** start **
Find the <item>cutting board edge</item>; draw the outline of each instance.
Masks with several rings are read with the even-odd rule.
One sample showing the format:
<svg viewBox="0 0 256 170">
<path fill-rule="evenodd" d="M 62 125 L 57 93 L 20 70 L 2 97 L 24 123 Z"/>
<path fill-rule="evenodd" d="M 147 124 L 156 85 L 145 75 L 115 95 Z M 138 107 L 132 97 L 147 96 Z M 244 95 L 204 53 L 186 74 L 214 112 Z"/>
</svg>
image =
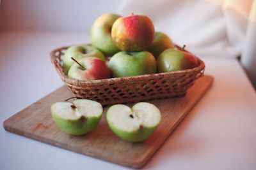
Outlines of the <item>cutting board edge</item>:
<svg viewBox="0 0 256 170">
<path fill-rule="evenodd" d="M 31 104 L 31 105 L 28 106 L 28 107 L 25 108 L 24 109 L 23 109 L 22 110 L 21 110 L 20 111 L 19 111 L 18 113 L 17 113 L 16 114 L 12 115 L 12 117 L 10 117 L 10 118 L 7 118 L 6 120 L 5 120 L 3 124 L 3 128 L 8 132 L 12 132 L 12 133 L 14 133 L 20 136 L 24 136 L 27 138 L 29 139 L 35 139 L 36 141 L 40 141 L 40 142 L 43 142 L 44 143 L 48 144 L 48 145 L 51 145 L 52 146 L 57 146 L 58 148 L 62 148 L 62 149 L 65 149 L 67 150 L 70 152 L 76 152 L 77 153 L 80 153 L 86 156 L 90 156 L 90 157 L 92 157 L 93 158 L 101 160 L 104 160 L 108 162 L 112 162 L 112 163 L 115 163 L 120 166 L 126 166 L 126 167 L 132 167 L 132 168 L 135 168 L 135 169 L 140 169 L 143 167 L 143 166 L 145 166 L 147 163 L 152 159 L 152 157 L 153 157 L 154 154 L 161 147 L 161 146 L 163 145 L 163 143 L 166 141 L 166 140 L 170 137 L 170 136 L 174 132 L 174 131 L 176 129 L 176 128 L 177 128 L 177 127 L 179 127 L 179 124 L 184 120 L 184 119 L 187 117 L 187 115 L 188 115 L 188 113 L 189 113 L 189 111 L 193 108 L 193 107 L 198 103 L 198 101 L 201 99 L 202 97 L 203 97 L 205 94 L 205 92 L 207 91 L 208 91 L 208 90 L 209 89 L 209 88 L 212 86 L 213 81 L 214 81 L 214 78 L 211 76 L 209 76 L 207 75 L 207 76 L 208 77 L 208 78 L 211 79 L 211 83 L 209 83 L 207 85 L 207 86 L 205 86 L 205 89 L 204 90 L 204 92 L 203 92 L 203 95 L 202 95 L 201 96 L 200 96 L 200 97 L 198 97 L 198 99 L 197 99 L 196 102 L 195 102 L 192 106 L 191 107 L 191 108 L 189 110 L 188 110 L 188 111 L 186 111 L 186 113 L 184 114 L 182 116 L 182 118 L 180 118 L 179 119 L 179 120 L 178 122 L 177 122 L 175 124 L 175 125 L 173 125 L 173 127 L 172 129 L 172 130 L 170 131 L 170 133 L 166 135 L 165 136 L 165 138 L 163 139 L 163 140 L 159 143 L 159 145 L 158 145 L 157 148 L 156 148 L 155 150 L 154 150 L 153 151 L 152 151 L 150 154 L 148 154 L 147 157 L 145 157 L 144 159 L 142 159 L 141 160 L 140 160 L 140 161 L 134 161 L 133 162 L 132 164 L 132 166 L 129 166 L 128 164 L 120 164 L 120 162 L 115 162 L 113 160 L 108 160 L 106 159 L 106 158 L 104 158 L 104 159 L 101 159 L 100 157 L 96 157 L 93 154 L 86 154 L 85 153 L 83 153 L 82 152 L 79 152 L 79 151 L 74 151 L 74 150 L 70 150 L 68 148 L 68 147 L 65 147 L 65 145 L 61 144 L 61 143 L 60 143 L 58 145 L 54 144 L 53 143 L 51 143 L 51 141 L 49 141 L 49 139 L 44 139 L 44 138 L 42 138 L 42 136 L 38 136 L 38 138 L 36 138 L 36 135 L 33 134 L 33 136 L 29 135 L 32 133 L 24 133 L 21 131 L 21 130 L 19 130 L 19 129 L 17 128 L 13 128 L 12 127 L 12 124 L 10 124 L 10 123 L 9 122 L 12 118 L 13 118 L 14 117 L 15 117 L 16 116 L 17 116 L 17 115 L 19 115 L 19 113 L 20 113 L 20 112 L 23 111 L 24 110 L 28 109 L 28 108 L 31 107 L 31 106 L 33 106 L 33 104 L 35 104 L 35 103 L 33 103 L 33 104 Z M 60 87 L 61 88 L 61 87 Z M 57 89 L 58 90 L 58 89 Z M 47 96 L 50 96 L 52 93 L 53 93 L 54 92 L 55 92 L 56 90 L 52 91 L 51 93 L 50 93 L 49 94 L 43 97 L 42 98 L 41 98 L 40 99 L 39 99 L 38 101 L 42 101 L 43 100 L 44 98 L 47 97 Z M 32 137 L 33 136 L 33 137 Z M 56 143 L 56 142 L 54 143 Z"/>
</svg>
** end **
Aim of the task: Present the lines of the listing above as a Markdown table with the columns Row and Line, numbering each row and omitting blank lines. Leave the picture out of the table.

Answer to the task:
| Row | Line |
|---|---|
| 1 | Find the <item>cutting board edge</item>; draw the outline of each instance. |
| 2 | Masks with several rings are read with the even-odd rule. |
| 3 | One sample showing the format: |
| 4 | <svg viewBox="0 0 256 170"> |
| 5 | <path fill-rule="evenodd" d="M 62 125 L 57 93 L 20 70 L 2 97 L 24 123 Z"/> |
| 6 | <path fill-rule="evenodd" d="M 147 124 L 156 85 L 145 75 L 115 95 Z M 138 107 L 132 97 L 147 96 Z M 244 95 L 204 53 L 186 74 L 214 112 Z"/> |
| 7 | </svg> |
| 8 | image = |
| 9 | Outlines of the <item>cutting board edge</item>: |
| 10 | <svg viewBox="0 0 256 170"> |
| 11 | <path fill-rule="evenodd" d="M 31 104 L 31 105 L 28 106 L 28 107 L 25 108 L 24 109 L 23 109 L 22 110 L 21 110 L 20 111 L 19 111 L 18 113 L 17 113 L 16 114 L 12 115 L 12 117 L 10 117 L 10 118 L 7 118 L 6 120 L 5 120 L 3 124 L 3 128 L 8 132 L 12 132 L 12 133 L 14 133 L 20 136 L 24 136 L 27 138 L 29 139 L 35 139 L 36 141 L 40 141 L 40 142 L 43 142 L 44 143 L 48 144 L 48 145 L 51 145 L 52 146 L 57 146 L 58 148 L 62 148 L 62 149 L 65 149 L 67 150 L 70 152 L 76 152 L 77 153 L 80 153 L 86 156 L 90 156 L 90 157 L 92 157 L 93 158 L 101 160 L 104 160 L 108 162 L 112 162 L 112 163 L 115 163 L 120 166 L 126 166 L 126 167 L 132 167 L 132 168 L 135 168 L 135 169 L 140 169 L 143 167 L 143 166 L 145 166 L 147 163 L 152 159 L 152 157 L 153 157 L 154 154 L 161 147 L 161 146 L 163 145 L 163 143 L 166 141 L 166 140 L 170 137 L 170 136 L 174 132 L 174 131 L 176 129 L 176 128 L 177 128 L 177 127 L 179 127 L 179 124 L 184 120 L 184 119 L 187 117 L 187 115 L 188 115 L 188 113 L 189 113 L 189 111 L 193 108 L 193 107 L 198 103 L 198 101 L 201 99 L 202 97 L 203 97 L 205 94 L 205 92 L 207 91 L 208 91 L 208 90 L 209 89 L 209 88 L 212 86 L 213 81 L 214 81 L 214 78 L 211 76 L 209 76 L 207 75 L 207 76 L 208 77 L 208 78 L 211 79 L 211 83 L 209 83 L 207 85 L 207 86 L 205 86 L 205 89 L 204 90 L 204 92 L 203 92 L 203 95 L 202 95 L 201 96 L 200 96 L 200 97 L 198 97 L 198 99 L 197 99 L 196 102 L 195 102 L 192 106 L 191 107 L 191 108 L 189 110 L 188 110 L 188 111 L 186 111 L 186 113 L 184 114 L 182 116 L 182 118 L 180 118 L 179 119 L 179 120 L 178 122 L 177 122 L 175 124 L 175 125 L 173 125 L 173 127 L 172 129 L 172 130 L 170 131 L 170 133 L 166 135 L 165 136 L 165 138 L 163 139 L 163 140 L 159 143 L 159 145 L 158 145 L 157 148 L 156 148 L 155 150 L 154 150 L 153 151 L 152 151 L 150 154 L 148 154 L 147 157 L 145 157 L 144 159 L 142 159 L 141 160 L 140 160 L 140 161 L 134 161 L 133 162 L 132 164 L 132 166 L 129 166 L 128 164 L 120 164 L 120 162 L 115 162 L 113 160 L 108 160 L 106 159 L 106 158 L 104 158 L 104 159 L 101 159 L 100 157 L 96 157 L 93 154 L 86 154 L 85 153 L 83 153 L 82 152 L 79 152 L 79 151 L 74 151 L 74 150 L 70 150 L 68 148 L 68 147 L 65 147 L 65 145 L 61 144 L 61 143 L 60 143 L 58 145 L 54 144 L 53 143 L 51 143 L 51 141 L 49 141 L 49 139 L 44 139 L 44 138 L 42 138 L 42 136 L 38 136 L 38 138 L 36 138 L 36 135 L 33 134 L 33 136 L 29 135 L 32 133 L 24 133 L 21 131 L 21 130 L 19 130 L 19 129 L 17 128 L 13 128 L 12 127 L 12 124 L 10 124 L 10 123 L 9 122 L 12 118 L 13 118 L 14 117 L 15 117 L 16 116 L 17 116 L 17 115 L 19 115 L 19 113 L 20 113 L 20 112 L 23 111 L 24 110 L 28 109 L 28 108 L 31 107 L 31 106 L 33 106 L 33 104 L 35 104 L 35 103 L 33 103 L 33 104 Z M 60 87 L 61 88 L 61 87 Z M 57 89 L 58 90 L 58 89 Z M 47 96 L 50 96 L 52 93 L 53 93 L 54 92 L 55 92 L 56 90 L 52 91 L 51 93 L 50 93 L 49 94 L 43 97 L 42 98 L 41 98 L 40 99 L 39 99 L 38 101 L 42 101 L 43 100 L 44 98 L 47 97 Z M 32 137 L 33 136 L 33 137 Z M 56 143 L 56 142 L 54 143 Z"/> |
| 12 | </svg> |